** BEGIN Data shown **
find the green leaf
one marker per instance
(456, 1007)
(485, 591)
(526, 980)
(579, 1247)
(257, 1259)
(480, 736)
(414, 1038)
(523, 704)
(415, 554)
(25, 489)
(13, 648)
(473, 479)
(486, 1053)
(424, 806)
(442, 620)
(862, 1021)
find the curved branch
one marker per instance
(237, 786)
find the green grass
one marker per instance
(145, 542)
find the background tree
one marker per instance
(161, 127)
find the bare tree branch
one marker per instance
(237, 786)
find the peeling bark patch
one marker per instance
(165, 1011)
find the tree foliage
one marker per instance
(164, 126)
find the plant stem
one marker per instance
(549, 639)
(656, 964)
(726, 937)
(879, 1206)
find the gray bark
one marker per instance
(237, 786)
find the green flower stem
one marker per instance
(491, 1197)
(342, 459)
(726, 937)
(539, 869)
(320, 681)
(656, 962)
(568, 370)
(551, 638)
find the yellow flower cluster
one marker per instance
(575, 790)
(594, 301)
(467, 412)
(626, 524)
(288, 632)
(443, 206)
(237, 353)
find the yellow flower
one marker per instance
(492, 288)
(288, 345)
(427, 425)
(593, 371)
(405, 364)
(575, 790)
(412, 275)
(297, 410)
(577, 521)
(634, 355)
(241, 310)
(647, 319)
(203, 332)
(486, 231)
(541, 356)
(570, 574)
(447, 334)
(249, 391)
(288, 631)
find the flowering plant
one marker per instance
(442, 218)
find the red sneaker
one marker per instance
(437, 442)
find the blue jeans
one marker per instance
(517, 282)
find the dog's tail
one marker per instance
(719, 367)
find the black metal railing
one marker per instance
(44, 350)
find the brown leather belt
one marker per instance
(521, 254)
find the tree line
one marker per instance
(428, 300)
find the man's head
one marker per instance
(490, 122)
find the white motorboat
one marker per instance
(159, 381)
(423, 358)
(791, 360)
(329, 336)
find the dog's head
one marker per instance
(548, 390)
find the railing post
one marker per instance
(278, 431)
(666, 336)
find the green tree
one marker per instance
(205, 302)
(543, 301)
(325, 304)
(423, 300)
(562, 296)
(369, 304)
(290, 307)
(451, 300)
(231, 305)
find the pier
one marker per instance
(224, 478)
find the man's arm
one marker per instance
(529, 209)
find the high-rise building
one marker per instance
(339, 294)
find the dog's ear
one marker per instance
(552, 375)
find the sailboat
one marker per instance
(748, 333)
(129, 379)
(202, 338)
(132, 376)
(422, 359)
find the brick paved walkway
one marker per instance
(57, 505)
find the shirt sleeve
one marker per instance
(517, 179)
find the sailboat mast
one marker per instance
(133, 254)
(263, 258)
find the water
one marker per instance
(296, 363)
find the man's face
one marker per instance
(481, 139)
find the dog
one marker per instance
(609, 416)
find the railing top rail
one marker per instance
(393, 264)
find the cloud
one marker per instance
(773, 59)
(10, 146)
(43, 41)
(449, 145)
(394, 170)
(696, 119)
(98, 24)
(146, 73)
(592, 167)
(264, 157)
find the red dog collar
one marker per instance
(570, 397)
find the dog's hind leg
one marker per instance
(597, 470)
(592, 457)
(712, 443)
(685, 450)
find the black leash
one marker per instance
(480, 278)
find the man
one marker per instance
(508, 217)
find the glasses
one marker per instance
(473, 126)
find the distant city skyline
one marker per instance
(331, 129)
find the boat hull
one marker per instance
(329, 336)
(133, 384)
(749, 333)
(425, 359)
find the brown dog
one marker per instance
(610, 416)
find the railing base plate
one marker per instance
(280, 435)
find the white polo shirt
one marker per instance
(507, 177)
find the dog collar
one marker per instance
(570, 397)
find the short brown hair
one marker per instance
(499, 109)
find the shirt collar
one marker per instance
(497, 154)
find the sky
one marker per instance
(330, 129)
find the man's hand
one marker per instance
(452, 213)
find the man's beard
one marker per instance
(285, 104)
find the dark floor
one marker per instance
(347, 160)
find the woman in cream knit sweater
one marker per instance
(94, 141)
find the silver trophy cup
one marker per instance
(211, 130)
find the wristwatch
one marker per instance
** END Data shown **
Task instructions -
Reproduce verbatim the lines of the listing above, from the line with "find the red dog collar" up to and including the final line of the listing.

Full output -
find the red dog collar
one marker per instance
(570, 397)
find the dog's hind leg
one marker per instance
(597, 470)
(592, 457)
(712, 443)
(685, 450)
find the black leash
one marker per instance
(480, 278)
find the man
one marker per instance
(508, 217)
find the glasses
one marker per instance
(473, 126)
find the distant city skyline
one marker per instance
(331, 129)
find the boat hull
one marker per instance
(329, 336)
(133, 384)
(749, 333)
(425, 359)
find the brown dog
one marker per instance
(610, 416)
find the railing base plate
one marker per instance
(280, 435)
find the white polo shirt
one marker per instance
(507, 177)
find the dog collar
one marker per instance
(570, 397)
find the short brown hair
one marker per instance
(499, 109)
find the shirt collar
one marker per instance
(497, 154)
find the sky
one marker per instance
(330, 129)
find the man's hand
one marker per instance
(452, 213)
find the man's beard
one marker per instance
(285, 104)
find the dark floor
one marker per instance
(347, 160)
find the woman in cream knit sweater
one marker per instance
(94, 141)
find the silver trophy cup
one marker per instance
(211, 130)
find the wristwatch
one marker per instance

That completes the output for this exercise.